Task description
Your answer must match the entries below word for word.

- - -

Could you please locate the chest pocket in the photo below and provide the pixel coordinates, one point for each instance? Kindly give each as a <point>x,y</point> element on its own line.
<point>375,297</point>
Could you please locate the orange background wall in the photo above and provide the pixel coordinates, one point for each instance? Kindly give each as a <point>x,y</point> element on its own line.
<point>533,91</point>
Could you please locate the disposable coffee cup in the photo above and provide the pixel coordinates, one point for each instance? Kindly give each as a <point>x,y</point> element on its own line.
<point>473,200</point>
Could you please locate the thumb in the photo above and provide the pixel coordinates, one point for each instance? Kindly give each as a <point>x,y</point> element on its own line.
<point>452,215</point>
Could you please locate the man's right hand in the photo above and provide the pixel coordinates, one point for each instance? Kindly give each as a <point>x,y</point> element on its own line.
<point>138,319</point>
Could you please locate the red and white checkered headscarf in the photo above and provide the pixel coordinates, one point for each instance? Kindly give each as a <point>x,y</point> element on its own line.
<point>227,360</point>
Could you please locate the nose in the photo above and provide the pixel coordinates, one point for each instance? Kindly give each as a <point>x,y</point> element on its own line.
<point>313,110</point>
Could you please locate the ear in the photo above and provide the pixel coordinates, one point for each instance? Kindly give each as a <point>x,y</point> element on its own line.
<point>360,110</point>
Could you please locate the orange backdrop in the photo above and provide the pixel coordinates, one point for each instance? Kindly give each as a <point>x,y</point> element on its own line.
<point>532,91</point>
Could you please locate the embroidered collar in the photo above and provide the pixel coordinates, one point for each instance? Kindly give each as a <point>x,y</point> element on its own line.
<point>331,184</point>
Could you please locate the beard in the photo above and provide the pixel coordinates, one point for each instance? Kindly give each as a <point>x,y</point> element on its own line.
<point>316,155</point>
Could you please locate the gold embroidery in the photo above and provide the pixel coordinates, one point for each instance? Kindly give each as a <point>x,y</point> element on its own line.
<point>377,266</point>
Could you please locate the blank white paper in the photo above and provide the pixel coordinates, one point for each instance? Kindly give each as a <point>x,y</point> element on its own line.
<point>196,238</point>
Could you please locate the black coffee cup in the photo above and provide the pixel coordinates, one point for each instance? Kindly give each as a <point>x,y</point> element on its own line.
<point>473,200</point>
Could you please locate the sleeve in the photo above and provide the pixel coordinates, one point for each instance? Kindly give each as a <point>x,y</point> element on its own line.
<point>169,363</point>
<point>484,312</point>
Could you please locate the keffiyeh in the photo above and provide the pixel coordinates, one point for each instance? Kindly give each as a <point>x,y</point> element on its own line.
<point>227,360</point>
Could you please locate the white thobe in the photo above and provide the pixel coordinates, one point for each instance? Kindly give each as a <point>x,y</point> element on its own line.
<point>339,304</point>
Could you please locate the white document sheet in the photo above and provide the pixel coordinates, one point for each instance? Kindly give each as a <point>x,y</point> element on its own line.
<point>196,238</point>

- - -

Task answer
Could you please locate the chest pocket in the photo below and provide the pixel coordinates, one point for each instance? Kindly give each as a <point>x,y</point> element on its own line.
<point>375,297</point>
Could you please locate the orange background wall in the photo above and provide the pixel coordinates, one point for each instance? Kindly give each as a <point>x,y</point> element on its own line.
<point>533,91</point>
Could you please locate the disposable coffee cup in the photo above and provide the pixel coordinates, one point for each instance? Kindly give each as a <point>x,y</point> element on its own line.
<point>473,200</point>
Could you please locate the thumb in the photo above and provide the pixel coordinates, one point for each instance? Kindly give each as a <point>x,y</point> element on its own line.
<point>452,215</point>
Could you please locate the man's right hand in the photo above and provide the pixel coordinates, one point for each instance? Kindly give each as a <point>x,y</point> element on its own line.
<point>138,319</point>
Could you please locate the red and white checkered headscarf in the photo above and provide the pixel coordinates, one point for each instance? Kindly give each as a <point>x,y</point> element on its own line.
<point>227,360</point>
Could you please locate the nose in the photo above and provide the pixel coordinates, one point for each instance? Kindly give each as a <point>x,y</point> element on its own line.
<point>313,110</point>
Could you please locate the ear in the photo above and provide the pixel coordinates, one point for each instance? Kindly give each as a <point>x,y</point> element on its own line.
<point>360,110</point>
Could you please locate the orange backdrop in the photo above and provide the pixel coordinates, one point for each instance? Kindly give each as a <point>x,y</point> element on its own line.
<point>532,91</point>
Could you please locate the embroidered collar in the photo above and provide the pixel coordinates, one point for each instance? Kindly give each as a <point>x,y</point> element on its own line.
<point>331,184</point>
Could you please locate the beard in the photo above and provide the pixel coordinates, one point for each instance? Kindly give each as a <point>x,y</point> element on its own line.
<point>316,155</point>
Could you please locate the gold embroidery in the photo above and provide the pixel coordinates, one point for each instance? Kindly give each as a <point>x,y</point> element on its own line.
<point>377,266</point>
Could you please locate the blank white paper in the photo above and provide the pixel coordinates, one point for each instance? Kindly give each as a <point>x,y</point> element on its own line.
<point>196,238</point>
Could you please locate the black coffee cup in the photo above and provide the pixel coordinates, one point for each instance? Kindly give each as a <point>x,y</point> element on its own line.
<point>473,200</point>
Could you please locate the sleeve in the photo above and provide the pixel coordinates, one point for each instance? Kindly give each as a <point>x,y</point> element on its own line.
<point>169,363</point>
<point>484,312</point>
Could you please locate the keffiyeh in the photo above and provide the pixel coordinates, one point for each instance? Kindly give each as a <point>x,y</point> element on its own line.
<point>227,360</point>
Could you please locate the white thobe in the photo above and provide the pixel coordinates, one point for each instance? Kindly give each as a <point>x,y</point> element on its own line.
<point>339,304</point>
Could you please locate the white document sheet in the photo above and provide the pixel coordinates, one point for each instance? Kindly give each as a <point>x,y</point> element on its own line.
<point>196,238</point>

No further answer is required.